### WORK INSTRUCTIONS
Determine how many of the lines below hold the word "pergola". Give the number and nothing else.

[Referring expression grounding data]

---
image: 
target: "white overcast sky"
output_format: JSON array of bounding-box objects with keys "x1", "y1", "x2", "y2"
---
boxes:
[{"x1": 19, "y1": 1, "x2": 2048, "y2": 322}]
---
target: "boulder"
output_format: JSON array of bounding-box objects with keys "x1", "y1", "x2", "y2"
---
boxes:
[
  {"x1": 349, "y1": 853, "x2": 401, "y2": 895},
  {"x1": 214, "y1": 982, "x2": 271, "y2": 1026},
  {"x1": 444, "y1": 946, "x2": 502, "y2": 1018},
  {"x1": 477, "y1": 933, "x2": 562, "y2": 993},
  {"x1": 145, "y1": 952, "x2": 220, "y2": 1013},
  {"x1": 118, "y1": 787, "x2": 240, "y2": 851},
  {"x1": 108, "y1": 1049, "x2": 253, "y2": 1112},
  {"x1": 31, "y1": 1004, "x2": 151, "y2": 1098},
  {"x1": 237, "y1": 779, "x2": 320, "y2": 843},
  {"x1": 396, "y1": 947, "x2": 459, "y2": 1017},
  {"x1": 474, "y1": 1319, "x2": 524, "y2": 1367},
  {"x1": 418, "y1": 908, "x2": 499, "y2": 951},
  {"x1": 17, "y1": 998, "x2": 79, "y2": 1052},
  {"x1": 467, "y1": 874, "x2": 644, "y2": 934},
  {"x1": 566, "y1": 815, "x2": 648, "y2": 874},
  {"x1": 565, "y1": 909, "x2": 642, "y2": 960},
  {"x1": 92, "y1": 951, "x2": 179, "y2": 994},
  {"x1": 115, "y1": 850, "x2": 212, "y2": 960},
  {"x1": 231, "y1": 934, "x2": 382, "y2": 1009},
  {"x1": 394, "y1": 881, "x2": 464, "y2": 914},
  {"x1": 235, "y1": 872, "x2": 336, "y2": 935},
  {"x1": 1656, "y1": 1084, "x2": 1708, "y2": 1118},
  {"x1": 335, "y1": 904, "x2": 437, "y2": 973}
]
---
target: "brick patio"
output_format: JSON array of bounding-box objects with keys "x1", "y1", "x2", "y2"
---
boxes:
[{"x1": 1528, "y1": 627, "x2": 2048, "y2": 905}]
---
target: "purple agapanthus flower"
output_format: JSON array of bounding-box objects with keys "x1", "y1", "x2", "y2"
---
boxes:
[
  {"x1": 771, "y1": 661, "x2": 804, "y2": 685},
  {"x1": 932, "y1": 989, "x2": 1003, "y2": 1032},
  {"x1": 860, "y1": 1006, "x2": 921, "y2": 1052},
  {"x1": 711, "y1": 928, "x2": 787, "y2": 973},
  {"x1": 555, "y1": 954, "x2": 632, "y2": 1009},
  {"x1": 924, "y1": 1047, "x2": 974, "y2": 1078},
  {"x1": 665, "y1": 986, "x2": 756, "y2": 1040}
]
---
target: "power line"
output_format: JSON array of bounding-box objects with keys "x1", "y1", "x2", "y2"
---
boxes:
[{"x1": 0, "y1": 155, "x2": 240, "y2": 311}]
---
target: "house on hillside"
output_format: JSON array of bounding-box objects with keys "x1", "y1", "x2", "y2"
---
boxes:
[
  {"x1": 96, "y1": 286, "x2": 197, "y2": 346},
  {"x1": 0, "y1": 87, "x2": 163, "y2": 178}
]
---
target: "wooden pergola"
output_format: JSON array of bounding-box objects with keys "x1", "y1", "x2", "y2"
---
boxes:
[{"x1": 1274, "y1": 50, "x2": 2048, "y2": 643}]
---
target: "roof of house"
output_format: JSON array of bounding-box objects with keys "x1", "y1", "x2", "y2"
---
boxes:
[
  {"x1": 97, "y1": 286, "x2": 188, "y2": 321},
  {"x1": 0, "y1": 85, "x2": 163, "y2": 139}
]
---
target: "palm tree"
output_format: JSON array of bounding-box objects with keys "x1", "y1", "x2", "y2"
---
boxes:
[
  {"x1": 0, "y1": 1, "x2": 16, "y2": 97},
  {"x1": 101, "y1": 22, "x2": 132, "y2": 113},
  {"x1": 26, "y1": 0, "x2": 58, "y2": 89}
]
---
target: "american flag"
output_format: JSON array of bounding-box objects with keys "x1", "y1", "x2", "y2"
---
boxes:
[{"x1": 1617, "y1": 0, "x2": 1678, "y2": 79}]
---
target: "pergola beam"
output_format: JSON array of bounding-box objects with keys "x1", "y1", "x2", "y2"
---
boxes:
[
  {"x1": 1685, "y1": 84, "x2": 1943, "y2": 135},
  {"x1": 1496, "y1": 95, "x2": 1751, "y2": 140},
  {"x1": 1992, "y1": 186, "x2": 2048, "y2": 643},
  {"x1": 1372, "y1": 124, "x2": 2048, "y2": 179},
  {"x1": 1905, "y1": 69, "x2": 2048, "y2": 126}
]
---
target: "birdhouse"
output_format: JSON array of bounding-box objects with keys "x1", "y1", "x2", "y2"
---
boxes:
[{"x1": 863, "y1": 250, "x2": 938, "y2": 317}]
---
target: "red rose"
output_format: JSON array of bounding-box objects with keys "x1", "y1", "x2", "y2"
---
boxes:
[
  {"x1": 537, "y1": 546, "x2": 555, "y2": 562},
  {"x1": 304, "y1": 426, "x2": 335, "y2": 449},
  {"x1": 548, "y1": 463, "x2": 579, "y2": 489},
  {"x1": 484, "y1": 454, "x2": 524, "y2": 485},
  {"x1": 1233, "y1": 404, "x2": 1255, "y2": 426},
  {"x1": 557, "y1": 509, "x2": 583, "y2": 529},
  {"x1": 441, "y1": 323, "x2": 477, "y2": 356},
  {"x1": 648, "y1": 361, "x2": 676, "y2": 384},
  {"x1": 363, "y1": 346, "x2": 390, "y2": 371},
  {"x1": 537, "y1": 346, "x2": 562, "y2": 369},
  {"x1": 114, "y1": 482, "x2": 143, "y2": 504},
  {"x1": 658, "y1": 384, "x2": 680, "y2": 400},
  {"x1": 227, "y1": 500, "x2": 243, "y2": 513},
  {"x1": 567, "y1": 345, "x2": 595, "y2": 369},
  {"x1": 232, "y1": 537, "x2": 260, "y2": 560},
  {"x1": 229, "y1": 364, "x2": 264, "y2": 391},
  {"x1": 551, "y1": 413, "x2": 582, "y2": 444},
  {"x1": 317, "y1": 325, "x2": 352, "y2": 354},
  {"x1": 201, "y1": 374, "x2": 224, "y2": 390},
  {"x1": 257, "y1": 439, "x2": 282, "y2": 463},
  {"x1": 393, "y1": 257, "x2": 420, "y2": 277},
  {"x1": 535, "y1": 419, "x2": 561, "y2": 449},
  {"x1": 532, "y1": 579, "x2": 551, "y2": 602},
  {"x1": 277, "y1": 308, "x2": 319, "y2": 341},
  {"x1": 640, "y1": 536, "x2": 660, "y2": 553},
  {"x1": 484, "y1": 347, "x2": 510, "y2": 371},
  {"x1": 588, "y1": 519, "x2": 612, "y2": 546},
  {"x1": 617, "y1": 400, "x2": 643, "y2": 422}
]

### SOLUTION TO THE EXERCISE
2